_ASSIGNMENT_
In the data below, which lines hold "sleeve"? Copy every one.

MATERIAL FOR THIS EXERCISE below:

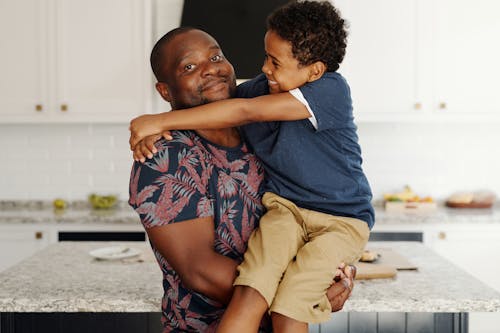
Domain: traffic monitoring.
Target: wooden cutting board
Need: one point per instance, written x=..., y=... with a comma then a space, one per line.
x=386, y=266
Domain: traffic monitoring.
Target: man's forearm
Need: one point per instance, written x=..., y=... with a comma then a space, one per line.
x=223, y=114
x=213, y=276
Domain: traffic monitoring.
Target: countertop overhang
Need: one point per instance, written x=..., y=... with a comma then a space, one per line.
x=65, y=278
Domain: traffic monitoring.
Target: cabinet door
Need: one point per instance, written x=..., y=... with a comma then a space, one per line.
x=466, y=53
x=381, y=60
x=17, y=244
x=102, y=52
x=23, y=46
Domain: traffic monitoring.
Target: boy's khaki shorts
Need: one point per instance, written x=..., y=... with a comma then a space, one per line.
x=292, y=257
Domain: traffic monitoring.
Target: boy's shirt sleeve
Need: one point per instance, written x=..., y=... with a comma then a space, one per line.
x=328, y=100
x=172, y=186
x=252, y=88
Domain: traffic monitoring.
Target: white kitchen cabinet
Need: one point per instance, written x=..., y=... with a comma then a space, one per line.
x=18, y=242
x=23, y=54
x=423, y=59
x=381, y=56
x=471, y=247
x=474, y=249
x=466, y=53
x=75, y=60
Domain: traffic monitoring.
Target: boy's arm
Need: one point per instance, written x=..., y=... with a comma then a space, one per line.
x=221, y=114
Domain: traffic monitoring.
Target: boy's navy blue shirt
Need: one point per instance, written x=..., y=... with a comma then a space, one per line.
x=317, y=169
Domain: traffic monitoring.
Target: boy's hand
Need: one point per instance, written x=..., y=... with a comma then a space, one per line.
x=146, y=147
x=143, y=126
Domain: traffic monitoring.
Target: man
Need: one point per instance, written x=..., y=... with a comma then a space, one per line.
x=200, y=182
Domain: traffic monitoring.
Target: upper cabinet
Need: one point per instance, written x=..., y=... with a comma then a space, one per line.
x=74, y=60
x=422, y=59
x=466, y=56
x=380, y=62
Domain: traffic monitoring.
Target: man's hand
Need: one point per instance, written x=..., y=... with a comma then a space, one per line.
x=143, y=126
x=341, y=289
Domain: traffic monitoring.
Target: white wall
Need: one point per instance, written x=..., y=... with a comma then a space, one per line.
x=73, y=160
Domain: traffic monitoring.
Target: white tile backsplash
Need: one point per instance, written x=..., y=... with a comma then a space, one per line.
x=72, y=160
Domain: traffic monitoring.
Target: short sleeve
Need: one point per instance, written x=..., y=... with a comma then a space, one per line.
x=172, y=186
x=329, y=101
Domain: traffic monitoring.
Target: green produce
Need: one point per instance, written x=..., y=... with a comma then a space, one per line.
x=59, y=204
x=102, y=201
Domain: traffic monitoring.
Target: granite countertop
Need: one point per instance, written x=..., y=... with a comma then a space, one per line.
x=442, y=215
x=65, y=278
x=80, y=212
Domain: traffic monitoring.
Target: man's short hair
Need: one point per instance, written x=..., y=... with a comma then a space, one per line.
x=157, y=59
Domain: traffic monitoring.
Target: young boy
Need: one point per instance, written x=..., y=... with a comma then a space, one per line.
x=299, y=122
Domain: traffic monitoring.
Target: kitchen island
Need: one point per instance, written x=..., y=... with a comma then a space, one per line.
x=64, y=279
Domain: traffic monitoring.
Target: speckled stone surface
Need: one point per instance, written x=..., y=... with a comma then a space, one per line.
x=437, y=286
x=65, y=278
x=442, y=215
x=42, y=212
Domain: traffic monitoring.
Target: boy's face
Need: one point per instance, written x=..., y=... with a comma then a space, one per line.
x=196, y=71
x=282, y=70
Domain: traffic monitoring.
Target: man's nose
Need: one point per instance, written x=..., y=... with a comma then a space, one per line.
x=265, y=68
x=210, y=68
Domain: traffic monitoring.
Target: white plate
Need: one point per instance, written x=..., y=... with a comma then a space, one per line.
x=114, y=252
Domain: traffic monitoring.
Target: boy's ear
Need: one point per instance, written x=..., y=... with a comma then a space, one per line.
x=162, y=89
x=316, y=70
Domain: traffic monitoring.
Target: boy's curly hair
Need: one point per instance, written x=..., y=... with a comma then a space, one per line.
x=315, y=30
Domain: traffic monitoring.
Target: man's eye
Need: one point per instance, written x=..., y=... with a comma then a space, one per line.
x=216, y=58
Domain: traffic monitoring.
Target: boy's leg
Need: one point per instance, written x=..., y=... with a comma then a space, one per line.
x=244, y=312
x=302, y=291
x=270, y=249
x=284, y=324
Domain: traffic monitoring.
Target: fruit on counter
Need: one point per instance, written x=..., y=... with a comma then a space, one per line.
x=102, y=201
x=407, y=195
x=59, y=204
x=477, y=199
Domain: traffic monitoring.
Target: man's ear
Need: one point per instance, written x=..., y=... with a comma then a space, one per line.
x=162, y=89
x=316, y=70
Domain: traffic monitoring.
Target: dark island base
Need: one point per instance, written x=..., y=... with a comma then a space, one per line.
x=344, y=322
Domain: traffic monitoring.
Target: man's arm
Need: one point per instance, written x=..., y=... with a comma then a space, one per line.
x=221, y=114
x=188, y=247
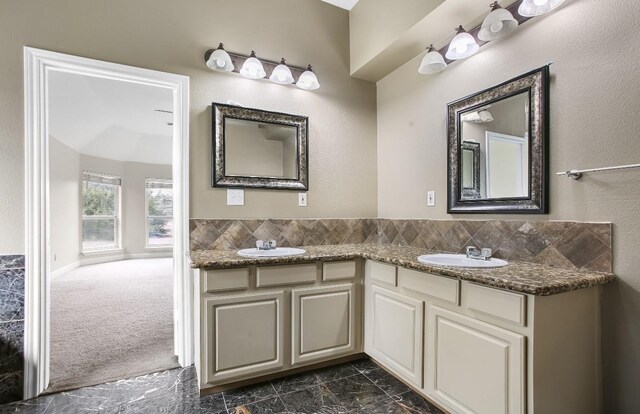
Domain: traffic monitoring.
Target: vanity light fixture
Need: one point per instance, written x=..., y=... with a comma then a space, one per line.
x=462, y=46
x=281, y=74
x=308, y=80
x=220, y=60
x=252, y=68
x=432, y=62
x=498, y=24
x=532, y=8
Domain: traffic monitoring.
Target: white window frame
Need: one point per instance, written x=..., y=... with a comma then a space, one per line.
x=147, y=217
x=117, y=218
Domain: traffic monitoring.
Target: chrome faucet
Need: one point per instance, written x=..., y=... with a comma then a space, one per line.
x=479, y=254
x=266, y=244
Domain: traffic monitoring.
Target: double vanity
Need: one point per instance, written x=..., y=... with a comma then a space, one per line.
x=519, y=338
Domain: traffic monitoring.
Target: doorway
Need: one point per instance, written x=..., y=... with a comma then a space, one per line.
x=109, y=241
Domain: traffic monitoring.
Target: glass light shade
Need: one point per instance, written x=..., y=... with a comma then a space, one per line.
x=252, y=68
x=308, y=80
x=220, y=60
x=462, y=46
x=432, y=62
x=281, y=74
x=499, y=23
x=532, y=8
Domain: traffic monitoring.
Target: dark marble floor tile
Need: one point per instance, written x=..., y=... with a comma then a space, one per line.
x=270, y=406
x=387, y=382
x=12, y=261
x=10, y=387
x=313, y=400
x=212, y=404
x=388, y=406
x=366, y=365
x=295, y=382
x=33, y=406
x=356, y=391
x=248, y=395
x=11, y=344
x=336, y=372
x=11, y=294
x=415, y=404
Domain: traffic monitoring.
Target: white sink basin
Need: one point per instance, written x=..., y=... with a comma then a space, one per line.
x=277, y=252
x=459, y=260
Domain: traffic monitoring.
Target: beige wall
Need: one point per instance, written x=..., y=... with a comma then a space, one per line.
x=66, y=169
x=594, y=122
x=65, y=204
x=173, y=37
x=375, y=24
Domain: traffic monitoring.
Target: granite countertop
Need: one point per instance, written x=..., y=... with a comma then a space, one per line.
x=524, y=277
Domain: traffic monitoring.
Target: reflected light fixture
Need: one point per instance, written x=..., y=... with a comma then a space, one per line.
x=308, y=80
x=252, y=68
x=462, y=46
x=220, y=60
x=281, y=74
x=432, y=62
x=498, y=24
x=532, y=8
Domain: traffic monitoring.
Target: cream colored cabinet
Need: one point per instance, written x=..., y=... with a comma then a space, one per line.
x=394, y=332
x=323, y=322
x=243, y=335
x=474, y=366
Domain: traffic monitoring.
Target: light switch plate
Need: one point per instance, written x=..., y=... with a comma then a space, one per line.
x=235, y=197
x=302, y=199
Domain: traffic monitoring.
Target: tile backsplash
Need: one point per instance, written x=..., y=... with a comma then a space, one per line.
x=565, y=244
x=11, y=327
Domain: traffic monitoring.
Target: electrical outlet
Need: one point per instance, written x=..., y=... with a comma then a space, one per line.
x=235, y=197
x=431, y=198
x=302, y=199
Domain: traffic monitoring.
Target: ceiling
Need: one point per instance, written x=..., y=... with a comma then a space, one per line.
x=344, y=4
x=111, y=119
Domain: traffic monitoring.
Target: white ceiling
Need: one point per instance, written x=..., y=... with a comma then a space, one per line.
x=345, y=4
x=111, y=119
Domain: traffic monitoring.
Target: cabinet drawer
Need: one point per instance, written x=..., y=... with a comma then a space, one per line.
x=437, y=286
x=226, y=279
x=508, y=306
x=339, y=270
x=382, y=273
x=286, y=275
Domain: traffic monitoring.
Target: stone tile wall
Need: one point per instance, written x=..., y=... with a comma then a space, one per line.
x=11, y=327
x=564, y=244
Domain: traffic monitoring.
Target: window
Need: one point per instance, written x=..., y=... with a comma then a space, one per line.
x=159, y=195
x=100, y=212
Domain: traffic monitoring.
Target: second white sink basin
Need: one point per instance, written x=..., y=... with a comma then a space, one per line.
x=277, y=252
x=459, y=260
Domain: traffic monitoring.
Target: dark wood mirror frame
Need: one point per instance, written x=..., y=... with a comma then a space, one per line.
x=536, y=83
x=220, y=179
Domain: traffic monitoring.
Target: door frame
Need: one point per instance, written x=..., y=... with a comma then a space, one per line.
x=37, y=65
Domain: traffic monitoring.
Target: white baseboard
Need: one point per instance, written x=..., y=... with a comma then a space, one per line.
x=65, y=269
x=154, y=255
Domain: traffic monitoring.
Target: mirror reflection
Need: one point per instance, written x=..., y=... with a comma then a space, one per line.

End of MATERIAL FOR THIS EXERCISE.

_RESULT OF THIS TASK_
Target: boy's shirt sleeve
Target: short sleeve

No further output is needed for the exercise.